01 Déc Rencontre avec Amador Marquès

Amador Marquès est le conseiller au tourisme du Conselh Generau d’Aran et veille aux destinées touristiques de son petit paradis pyrénéen. Rencontre avec un homme amoureux de sa terre.

Cap Catalogne : Bonjour, première question de circonstance en cette fin d’automne, quels enseignements tirez-vous de la saison touristique 2023 ?
Amador Marquès : Globalement, la saison a été très bonne, meilleure que l’année dernière, même. Je crois que notre pari de désaisonnalisation est en passe d’être gagné, les ailes de saison font le plein. L’automne bat tous les records. Bien sûr nous sommes favorisés par un été indien prolongé, mais malgré tout, le comportement des visiteurs a changé, ils associent le Val d’Aran à d’autres valeurs que l’enneigement et le ski, c’était un premier pas essentiel.

CC : Il faut dire que Baqueira Beret est une station chic, prisée des têtes couronnées et des people…
AM : C’est vrai, mais c’est une vision un peu réductrice, c’est beaucoup plus que ça. Le domaine skiable est magnifique et offre des vues uniques sur le cirque de nos très hautes montagnes. La neige de la station est magnifiquement travaillée pour offrir des qualités de glisse optimales sur toutes les pistes. Nous jouissons d’équipements de très haut niveau. Nous pouvons tenir la dragée haute aux vallées alpines les plus en vue. Donc, pour vous répondre, c’est plutôt dans l’autre sens, c’est cette qualité optimale qui vaut à la station d’être prisée des grands de ce monde (rires).

CC : Les villages sous la neige sont magnifiques, ce qui participe largement à la séduction de vos vallées. à part le ski et les sports de neige, que peut-on faire au Val d’Aran ?

• _Données fournies_
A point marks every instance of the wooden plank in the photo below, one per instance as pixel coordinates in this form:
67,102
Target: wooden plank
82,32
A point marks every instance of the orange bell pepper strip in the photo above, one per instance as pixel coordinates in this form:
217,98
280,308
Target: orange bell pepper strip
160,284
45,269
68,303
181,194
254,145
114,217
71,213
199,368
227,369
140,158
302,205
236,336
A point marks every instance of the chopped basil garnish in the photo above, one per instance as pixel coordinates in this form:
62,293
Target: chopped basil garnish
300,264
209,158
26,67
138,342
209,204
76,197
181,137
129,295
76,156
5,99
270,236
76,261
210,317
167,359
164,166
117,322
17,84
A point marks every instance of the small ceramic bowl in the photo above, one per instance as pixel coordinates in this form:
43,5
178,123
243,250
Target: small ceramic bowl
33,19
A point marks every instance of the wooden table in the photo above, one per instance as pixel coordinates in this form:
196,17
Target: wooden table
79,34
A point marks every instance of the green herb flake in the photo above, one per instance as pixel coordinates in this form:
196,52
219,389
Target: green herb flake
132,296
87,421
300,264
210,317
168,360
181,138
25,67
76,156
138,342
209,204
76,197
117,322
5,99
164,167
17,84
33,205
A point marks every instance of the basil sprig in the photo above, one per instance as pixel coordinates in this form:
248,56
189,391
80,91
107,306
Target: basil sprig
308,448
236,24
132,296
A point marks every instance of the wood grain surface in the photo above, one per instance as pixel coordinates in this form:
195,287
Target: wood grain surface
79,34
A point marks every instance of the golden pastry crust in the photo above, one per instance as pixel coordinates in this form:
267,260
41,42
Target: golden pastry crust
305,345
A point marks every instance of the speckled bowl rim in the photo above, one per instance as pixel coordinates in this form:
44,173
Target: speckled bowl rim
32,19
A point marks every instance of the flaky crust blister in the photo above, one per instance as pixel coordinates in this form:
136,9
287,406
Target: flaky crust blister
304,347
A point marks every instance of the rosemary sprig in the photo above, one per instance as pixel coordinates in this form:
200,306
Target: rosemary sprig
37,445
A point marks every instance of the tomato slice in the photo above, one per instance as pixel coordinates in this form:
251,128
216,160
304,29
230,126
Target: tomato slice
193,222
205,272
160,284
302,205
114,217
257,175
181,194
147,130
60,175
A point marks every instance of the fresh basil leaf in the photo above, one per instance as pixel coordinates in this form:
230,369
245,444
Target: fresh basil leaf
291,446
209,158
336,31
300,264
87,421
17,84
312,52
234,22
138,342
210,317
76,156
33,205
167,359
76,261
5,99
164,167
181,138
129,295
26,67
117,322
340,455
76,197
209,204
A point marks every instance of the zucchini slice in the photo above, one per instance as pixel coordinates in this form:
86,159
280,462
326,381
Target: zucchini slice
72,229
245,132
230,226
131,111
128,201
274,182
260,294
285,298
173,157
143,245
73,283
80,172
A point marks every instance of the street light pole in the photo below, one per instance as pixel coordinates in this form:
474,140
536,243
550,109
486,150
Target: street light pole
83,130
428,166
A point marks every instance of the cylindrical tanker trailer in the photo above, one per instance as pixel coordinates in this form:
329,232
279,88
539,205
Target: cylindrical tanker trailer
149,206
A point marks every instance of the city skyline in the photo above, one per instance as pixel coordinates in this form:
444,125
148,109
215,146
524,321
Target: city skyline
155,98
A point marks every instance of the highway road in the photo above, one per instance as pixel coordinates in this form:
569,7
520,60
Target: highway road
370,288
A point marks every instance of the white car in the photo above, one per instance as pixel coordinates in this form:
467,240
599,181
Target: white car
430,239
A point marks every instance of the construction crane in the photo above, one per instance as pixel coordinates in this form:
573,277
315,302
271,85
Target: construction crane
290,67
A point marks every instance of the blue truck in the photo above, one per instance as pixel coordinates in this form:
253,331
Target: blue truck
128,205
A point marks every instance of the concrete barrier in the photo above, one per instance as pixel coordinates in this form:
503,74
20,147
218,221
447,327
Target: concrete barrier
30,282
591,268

• _Énoncé_
Recopiez le passage de l'entretien qui commence par « Cap Catalogne : Bonjour, première » et se poursuit jusqu'à « premier pas essentiel. », en changeant « visiteurs » en « voyageurs ». Les données ont une autre origine que l'entretien.

• _Réponse complète_
Cap Catalogne : Bonjour, première question de circonstance en cette fin d’automne, quels enseignements tirez-vous de la saison touristique 2023 ?
Amador Marquès : Globalement, la saison a été très bonne, meilleure que l’année dernière, même. Je crois que notre pari de désaisonnalisation est en passe d’être gagné, les ailes de saison font le plein. L’automne bat tous les records. Bien sûr nous sommes favorisés par un été indien prolongé, mais malgré tout, le comportement des voyageurs a changé, ils associent le Val d’Aran à d’autres valeurs que l’enneigement et le ski, c’était un premier pas essentiel.